>> Begin Provided records

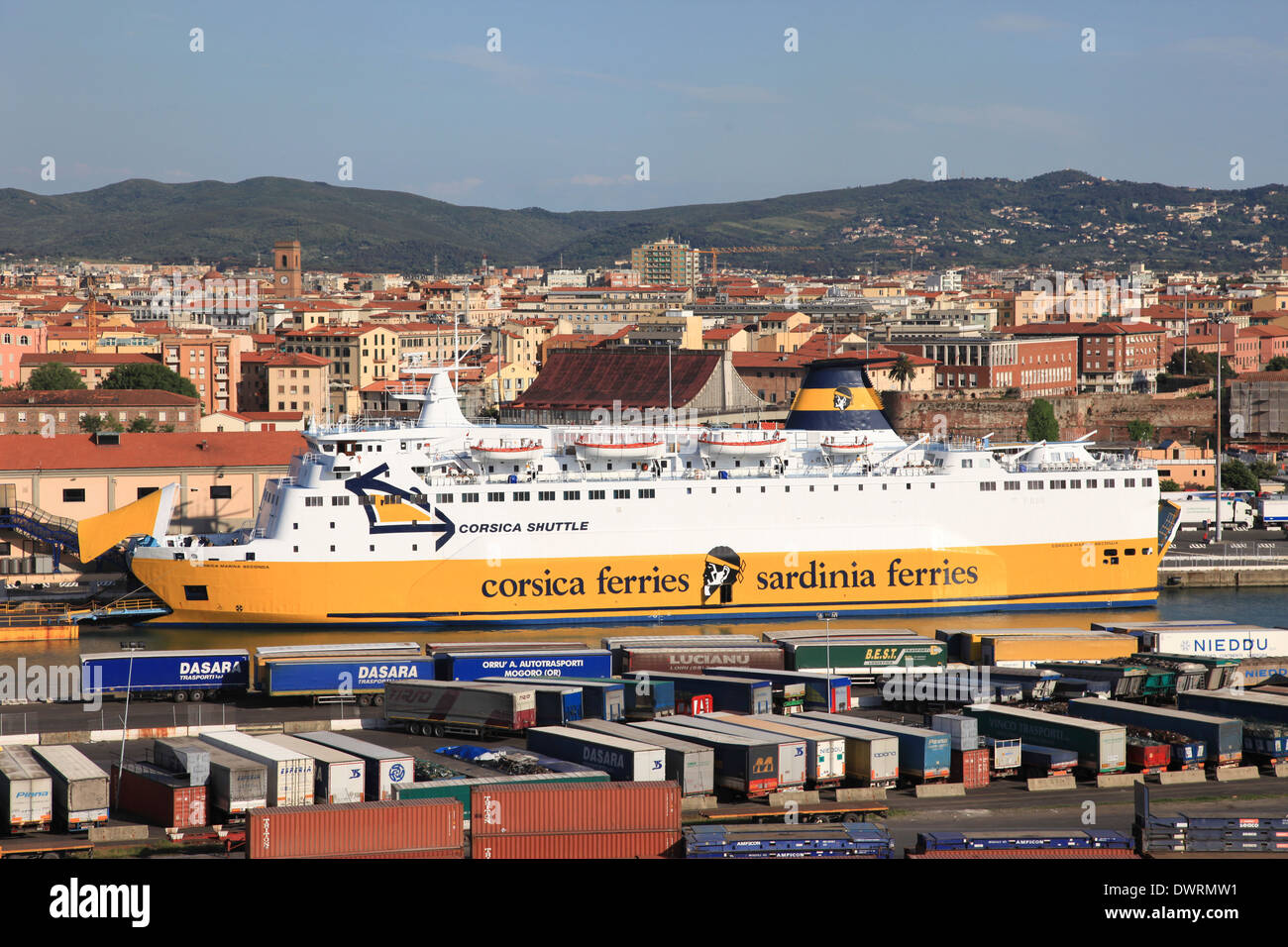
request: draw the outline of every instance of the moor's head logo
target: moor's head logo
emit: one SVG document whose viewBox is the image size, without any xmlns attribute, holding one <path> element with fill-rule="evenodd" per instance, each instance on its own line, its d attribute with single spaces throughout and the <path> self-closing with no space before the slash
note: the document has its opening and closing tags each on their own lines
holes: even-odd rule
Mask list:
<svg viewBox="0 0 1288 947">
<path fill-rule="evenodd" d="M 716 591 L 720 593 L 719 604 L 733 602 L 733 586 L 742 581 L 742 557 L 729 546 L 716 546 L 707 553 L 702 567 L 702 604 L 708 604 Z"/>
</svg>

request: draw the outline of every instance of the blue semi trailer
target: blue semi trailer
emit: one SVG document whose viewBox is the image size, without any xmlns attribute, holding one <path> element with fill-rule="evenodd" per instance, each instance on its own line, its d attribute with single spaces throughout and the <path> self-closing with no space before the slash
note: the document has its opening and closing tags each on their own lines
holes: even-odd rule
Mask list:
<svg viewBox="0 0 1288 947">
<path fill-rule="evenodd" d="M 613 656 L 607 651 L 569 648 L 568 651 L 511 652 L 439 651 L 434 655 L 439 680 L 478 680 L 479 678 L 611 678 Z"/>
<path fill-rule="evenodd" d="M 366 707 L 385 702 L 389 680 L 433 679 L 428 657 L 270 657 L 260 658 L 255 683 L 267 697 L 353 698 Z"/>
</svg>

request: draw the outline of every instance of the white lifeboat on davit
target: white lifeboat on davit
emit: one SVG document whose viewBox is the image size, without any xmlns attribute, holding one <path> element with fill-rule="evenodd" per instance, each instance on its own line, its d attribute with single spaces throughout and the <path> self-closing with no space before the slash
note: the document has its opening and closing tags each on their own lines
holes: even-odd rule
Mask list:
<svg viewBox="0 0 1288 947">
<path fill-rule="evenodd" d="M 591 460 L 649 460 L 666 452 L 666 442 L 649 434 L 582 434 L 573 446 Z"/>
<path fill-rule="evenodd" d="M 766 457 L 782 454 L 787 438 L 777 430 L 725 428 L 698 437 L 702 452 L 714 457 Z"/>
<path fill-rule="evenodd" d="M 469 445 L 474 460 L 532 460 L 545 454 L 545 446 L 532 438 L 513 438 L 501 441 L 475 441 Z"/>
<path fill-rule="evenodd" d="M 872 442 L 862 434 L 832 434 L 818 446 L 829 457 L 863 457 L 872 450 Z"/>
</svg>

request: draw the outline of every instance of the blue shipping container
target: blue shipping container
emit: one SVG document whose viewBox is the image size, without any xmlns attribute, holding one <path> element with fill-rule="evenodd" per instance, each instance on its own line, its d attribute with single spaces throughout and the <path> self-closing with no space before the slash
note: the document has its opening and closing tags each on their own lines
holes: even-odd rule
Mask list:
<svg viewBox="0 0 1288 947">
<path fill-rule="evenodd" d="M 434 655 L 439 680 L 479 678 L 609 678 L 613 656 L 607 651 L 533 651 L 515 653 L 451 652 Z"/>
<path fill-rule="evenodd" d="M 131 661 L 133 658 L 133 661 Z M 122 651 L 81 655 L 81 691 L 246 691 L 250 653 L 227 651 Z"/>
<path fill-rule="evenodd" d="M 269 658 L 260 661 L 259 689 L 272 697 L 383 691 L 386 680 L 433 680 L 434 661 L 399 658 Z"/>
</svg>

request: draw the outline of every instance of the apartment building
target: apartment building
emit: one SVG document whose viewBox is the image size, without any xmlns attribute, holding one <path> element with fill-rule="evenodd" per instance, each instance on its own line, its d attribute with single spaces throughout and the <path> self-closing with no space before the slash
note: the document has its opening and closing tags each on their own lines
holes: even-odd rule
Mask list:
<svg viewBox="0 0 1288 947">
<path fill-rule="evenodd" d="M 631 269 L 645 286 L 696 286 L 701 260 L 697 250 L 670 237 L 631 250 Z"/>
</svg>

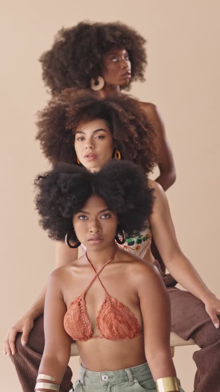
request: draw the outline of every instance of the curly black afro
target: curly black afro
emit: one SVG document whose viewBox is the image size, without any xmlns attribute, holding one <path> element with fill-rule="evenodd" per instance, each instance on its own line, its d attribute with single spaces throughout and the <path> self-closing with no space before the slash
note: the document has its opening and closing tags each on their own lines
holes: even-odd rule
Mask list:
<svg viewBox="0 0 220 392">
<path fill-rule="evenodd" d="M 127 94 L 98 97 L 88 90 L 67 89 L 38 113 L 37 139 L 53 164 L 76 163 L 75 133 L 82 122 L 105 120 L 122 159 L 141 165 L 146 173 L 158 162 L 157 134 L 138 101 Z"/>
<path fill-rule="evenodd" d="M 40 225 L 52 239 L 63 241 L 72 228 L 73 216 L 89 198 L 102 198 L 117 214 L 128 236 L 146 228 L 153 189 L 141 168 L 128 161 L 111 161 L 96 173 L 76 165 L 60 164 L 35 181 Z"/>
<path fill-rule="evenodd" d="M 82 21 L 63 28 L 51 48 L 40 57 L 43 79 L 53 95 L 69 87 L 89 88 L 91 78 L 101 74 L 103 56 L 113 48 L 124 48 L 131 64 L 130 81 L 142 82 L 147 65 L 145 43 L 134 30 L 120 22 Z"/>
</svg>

>> End Provided records

- [Stated goal]: Quote the data word for word, beginning at the start and stopping after the line containing "target: moor's head logo". Omit the pictures from your answer.

- [Result of this exercise]:
request: draw the outline of every instance of the moor's head logo
target: moor's head logo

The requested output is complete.